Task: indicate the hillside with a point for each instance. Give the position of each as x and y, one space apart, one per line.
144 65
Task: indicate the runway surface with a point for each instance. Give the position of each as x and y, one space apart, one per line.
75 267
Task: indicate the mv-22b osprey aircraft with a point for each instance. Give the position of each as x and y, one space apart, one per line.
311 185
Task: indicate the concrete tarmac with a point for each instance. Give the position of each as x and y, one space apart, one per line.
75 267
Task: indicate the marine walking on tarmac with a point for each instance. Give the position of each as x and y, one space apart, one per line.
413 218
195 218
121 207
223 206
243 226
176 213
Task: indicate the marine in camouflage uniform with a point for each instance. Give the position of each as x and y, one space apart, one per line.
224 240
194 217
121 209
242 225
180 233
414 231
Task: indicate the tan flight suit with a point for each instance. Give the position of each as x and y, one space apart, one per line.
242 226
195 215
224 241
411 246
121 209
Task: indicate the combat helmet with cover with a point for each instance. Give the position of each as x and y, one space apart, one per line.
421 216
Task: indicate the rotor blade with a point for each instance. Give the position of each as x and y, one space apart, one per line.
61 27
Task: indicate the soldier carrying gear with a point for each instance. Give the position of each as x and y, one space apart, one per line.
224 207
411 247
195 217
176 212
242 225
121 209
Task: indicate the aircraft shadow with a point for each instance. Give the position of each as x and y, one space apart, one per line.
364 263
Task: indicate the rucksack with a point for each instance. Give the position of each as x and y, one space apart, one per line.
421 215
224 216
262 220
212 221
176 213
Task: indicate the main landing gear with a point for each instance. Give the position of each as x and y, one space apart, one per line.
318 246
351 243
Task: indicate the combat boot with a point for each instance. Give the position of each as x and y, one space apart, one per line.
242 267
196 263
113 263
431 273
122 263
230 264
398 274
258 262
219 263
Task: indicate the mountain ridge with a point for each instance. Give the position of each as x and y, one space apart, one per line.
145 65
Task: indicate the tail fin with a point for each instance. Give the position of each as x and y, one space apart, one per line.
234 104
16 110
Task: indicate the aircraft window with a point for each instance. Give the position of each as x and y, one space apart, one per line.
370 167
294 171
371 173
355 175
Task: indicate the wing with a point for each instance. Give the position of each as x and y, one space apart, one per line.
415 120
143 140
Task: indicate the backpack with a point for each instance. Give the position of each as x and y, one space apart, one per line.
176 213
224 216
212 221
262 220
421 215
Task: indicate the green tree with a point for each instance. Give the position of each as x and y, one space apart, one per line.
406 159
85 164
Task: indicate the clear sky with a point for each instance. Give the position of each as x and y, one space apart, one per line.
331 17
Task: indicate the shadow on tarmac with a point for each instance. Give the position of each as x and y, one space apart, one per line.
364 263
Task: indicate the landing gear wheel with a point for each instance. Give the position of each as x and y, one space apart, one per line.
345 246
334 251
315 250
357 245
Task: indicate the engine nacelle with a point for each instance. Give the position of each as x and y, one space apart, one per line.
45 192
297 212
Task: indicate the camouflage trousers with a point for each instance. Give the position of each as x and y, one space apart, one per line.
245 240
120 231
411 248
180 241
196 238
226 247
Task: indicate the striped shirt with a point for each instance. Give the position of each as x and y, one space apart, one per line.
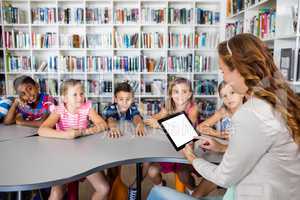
5 104
68 120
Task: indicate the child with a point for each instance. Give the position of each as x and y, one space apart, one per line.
231 102
180 98
31 108
71 119
123 109
5 103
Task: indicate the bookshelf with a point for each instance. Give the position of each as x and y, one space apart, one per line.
277 24
102 42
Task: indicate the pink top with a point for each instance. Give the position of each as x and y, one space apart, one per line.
68 120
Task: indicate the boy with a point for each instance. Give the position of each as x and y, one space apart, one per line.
123 109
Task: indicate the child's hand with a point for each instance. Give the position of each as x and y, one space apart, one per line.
212 145
72 133
114 132
202 129
152 123
140 130
225 135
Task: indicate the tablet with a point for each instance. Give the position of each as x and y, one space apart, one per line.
179 129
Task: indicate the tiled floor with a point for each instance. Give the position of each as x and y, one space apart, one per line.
128 176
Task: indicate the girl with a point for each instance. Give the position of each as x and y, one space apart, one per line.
180 98
71 119
262 160
231 102
31 108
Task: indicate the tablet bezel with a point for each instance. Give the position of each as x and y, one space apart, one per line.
160 121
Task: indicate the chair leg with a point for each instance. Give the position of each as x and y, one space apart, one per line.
73 190
180 187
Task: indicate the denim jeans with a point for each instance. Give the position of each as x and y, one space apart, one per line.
165 193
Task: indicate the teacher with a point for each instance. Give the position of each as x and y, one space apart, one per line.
262 159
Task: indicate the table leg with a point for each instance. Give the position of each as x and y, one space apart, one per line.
139 176
19 195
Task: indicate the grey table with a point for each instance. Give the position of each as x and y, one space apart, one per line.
15 132
37 162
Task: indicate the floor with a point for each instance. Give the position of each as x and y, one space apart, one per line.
128 176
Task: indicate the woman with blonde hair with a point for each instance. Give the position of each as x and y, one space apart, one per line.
262 159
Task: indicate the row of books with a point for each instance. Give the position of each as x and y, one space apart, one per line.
207 39
205 87
1 62
287 64
99 64
14 15
133 83
180 16
126 15
19 63
263 24
126 63
206 109
149 64
204 63
180 40
72 63
71 41
71 15
2 85
126 40
153 15
17 39
98 15
152 40
99 40
232 29
153 87
43 15
49 65
49 86
180 63
207 16
150 107
97 87
44 40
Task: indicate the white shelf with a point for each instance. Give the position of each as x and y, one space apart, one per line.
257 5
16 25
206 96
60 28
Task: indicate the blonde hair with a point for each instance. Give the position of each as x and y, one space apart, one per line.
170 104
251 58
69 83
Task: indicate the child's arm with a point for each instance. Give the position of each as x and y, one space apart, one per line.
138 122
113 129
10 118
152 121
99 123
205 127
193 115
47 129
34 123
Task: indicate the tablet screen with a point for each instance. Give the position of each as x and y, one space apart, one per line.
180 129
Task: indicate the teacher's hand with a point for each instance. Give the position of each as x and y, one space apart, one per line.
212 145
188 152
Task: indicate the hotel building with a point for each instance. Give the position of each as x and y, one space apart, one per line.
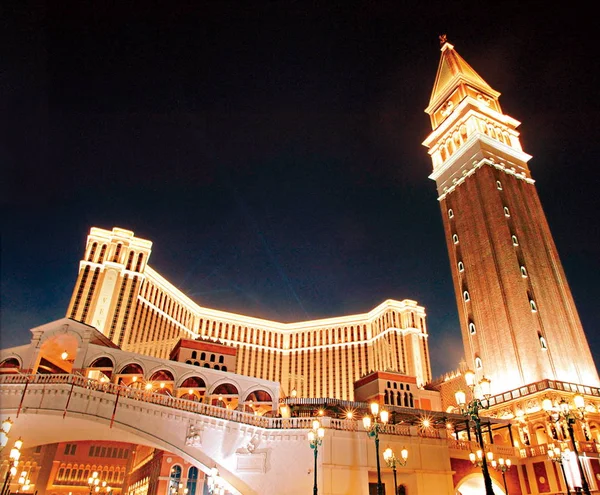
118 293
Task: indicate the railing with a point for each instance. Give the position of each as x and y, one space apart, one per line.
126 392
540 386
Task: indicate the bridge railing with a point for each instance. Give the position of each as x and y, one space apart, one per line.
127 392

--*--

**What is being asked**
The answer must consist of the entries above, reproduced word for word, without any pictures.

**Response below**
Task: indicate the hillside with a point for each instance. Give the position of each as x and y, one space apart, one per line.
144 65
Task: indicate the runway surface with a point for each instance. Give the position of each as x and y, one space apart, one per line.
75 267
Task: indicate the mv-22b osprey aircraft with a point for each instance. Give the position of each as x and y, one space apart, one per line.
311 185
Task: indicate the concrete tarmac with a point for each instance. Give the position of each as x and y, one space apart, one per line.
75 267
Task: indicate the marine walking on tarmac with a point for each instance. Give the position of each as x and y, one space apart, one per line.
413 218
195 218
121 207
223 206
243 226
176 213
Task: indicate the marine in camouflage uniform with a point for each instance. Give the position of each as x and y, one space apart, one per line.
224 240
194 217
121 209
242 225
180 233
414 231
Task: indicate the tan flight suit with a point for each instance. Give the position of each as x and y, one space apart, one per line.
242 226
195 215
224 241
411 246
121 209
Task: indicate the combat helmet with cover with a point for each instance. Give the position of each as x and y, one space apart, one per line.
421 216
Task: indicate the rotor blade with a point for each instance. Give the position of each as x and y, one space apart, one per line.
61 27
Task: indicate the soldier carrying gear with a point for each instance. Give the position of each as x and y, one space apart, one per line.
224 207
411 247
195 217
176 212
242 225
121 209
Task: indicate the aircraft shadow with a point for each instance. Give the position of each as x and y, one space apart, one per line.
364 263
Task: indicate the rucksack with a point for each instance. Give the position of each as x and y, one space apart, one per line.
421 215
224 216
262 220
212 221
176 213
Task: indicate the main landing gear with a point for each instance. Give the position of each as x and y, one space apart, one per line.
318 246
351 243
Task: indicate the combat boot with a point for each instance. Give the position of each as x and y, one space apart, one per line.
242 267
196 263
113 263
431 273
122 263
230 264
398 274
258 262
219 263
Task: indicate the mountain ridge with a point for each instance. Give the position of each as x and y, one space apart, one per line.
145 65
Task: indicate the tail fin with a point for each instance. Give the position of each as x and y, one space apart, one per line.
234 104
16 110
Task: indicate the aircraft window with a point for each instance. Give the position of each as x and y, one space apart, one per line.
370 167
294 171
371 173
355 175
Task: indicate the wing with a point for each instance. Give the position of each as x and y, one space apart, one per line.
415 120
143 140
Task: indicate the backpack with a point for each instance. Give the position of each as x and y, one space apart, one per line.
176 213
224 216
212 221
262 220
421 215
Task: indicate the green tree with a point for each instance. Give the position of each as x and y, one space apart, one per line.
406 159
85 164
Task: indicate the clear sky with a point for each instance. Give the position of each as x and y, one space apart, one per line.
331 17
Task: indicate the shadow on tarmac with a point for each instance. Give the position of each as x and y, one space apart, one per line.
364 263
Task: indicate the landing gear wheel with a point for each instance. Give the position of each as x and y, one space apart, one per line.
345 246
334 251
315 250
357 245
Task: indicate the engine nacelle with a point for each instance. Give the position of each as x and y, one space apart, one per line.
45 192
297 212
Task: indicate the camouflage trousers with a point for each instance. Give the position of each as x and y, one space apart, one per line.
245 240
120 231
411 248
180 241
196 238
226 247
Task: indicate the striped shirt with a point for each instance. Give the position of each as x and y, one space apart, one per line.
5 104
68 120
Task: indicate the child with a point for each instance. Give the position of each as x and y, one space apart, one per line.
231 102
180 98
31 108
71 119
123 109
5 103
Task: indicate the bookshelf with a point for each instance. Give the position of each as x and y, one space apart, one per line.
277 24
102 42
Task: indicate the pink top with a point for each instance. Give the position of each as x and y, one space apart, one per line.
68 120
Task: indicate the boy with a point for each instance. Give the position of each as x and y, one space apart, one per line.
123 109
Task: indicate the child's hand with a point for each instance. Give the position of each as x and y, one space apart, one per line.
212 145
72 133
114 132
202 129
152 123
140 130
225 135
Task: indicate the tablet with a point for each instance. Give the position of each as x and y, one space apart, one per line.
179 129
Task: indicate the tiled floor with a point for each instance. Give the position of each as x and y, one space apart, one per line.
128 176
Task: indicate the girl with a point for each instance. Give the position of each as x and y, one space apart, one per line.
180 98
71 119
262 160
231 102
31 108
Task: indicate the tablet bezel with a point for each instance. Give the position of each as x and y, one space apart, one per line.
160 121
Task: indicate the chair leg with a point for each instance. Give the position of each as x and y, one space apart, one per line.
73 190
180 187
Task: indicate the denim jeans with a point for each instance. Give the position of each as x and y, one space apart, one per line.
165 193
Task: indicate the teacher with a point for each instance. Give the position of each as x and y, one space apart, one per line.
262 159
Task: indicate the table leg with a point for each instance. Give the position of each as x and y, one space apart, one per line.
139 176
19 195
Task: indicate the grey table with a point for each instance. Give the position of each as x and y, one space apart, one per line.
15 132
37 162
Task: indicate the floor with a point for each instance. Give the position of each as x and y, one space apart, one per line.
128 176
Task: indicate the woman with blonde hair with a point for each instance. Give the position of each as x and y, one space apart, one per line.
262 159
Task: indicate the row of books with a point for each instance. Give the position of each as x and y, one space apart, one per line.
207 39
205 87
1 62
287 64
99 64
14 15
133 83
180 16
126 15
19 63
263 24
126 63
206 109
149 64
204 63
180 40
72 63
71 41
71 15
2 85
126 40
153 15
17 39
98 15
152 40
99 40
232 29
153 87
43 15
49 65
49 86
180 63
207 16
150 107
97 87
44 40
Task: indicate the white shelf with a point for each instance. Give the position of each as x and y, one space apart, one per line.
257 5
16 25
206 96
60 28
Task: indicate the blonde hair with a point for each instance. Give the position of each as x and y, one space apart, one per line.
170 104
251 58
69 83
Task: indicate the child's arm with a point for each instance. Give the position of each as x and y, one space apart, one per line.
138 122
113 129
10 118
152 121
99 123
205 127
193 115
47 129
34 123
Task: indicate the tablet screen with a point for each instance. Give the position of each as x and y, one space apart, one per line.
180 129
Task: indicate the teacher's hand with a point for each instance. Give the position of each as x and y, one space apart, one per line.
212 145
188 152
Task: indicate the hotel building with a point for each instance. Give the position of each as x and y, one space apart, one per line.
118 293
Task: indicate the railing with a point for each instance. Give the position of each as x and y, one space apart, one per line.
126 392
540 386
Task: indicate the bridge railing with a point for each instance. Give the position of each as x and y, one space apart, one per line.
127 392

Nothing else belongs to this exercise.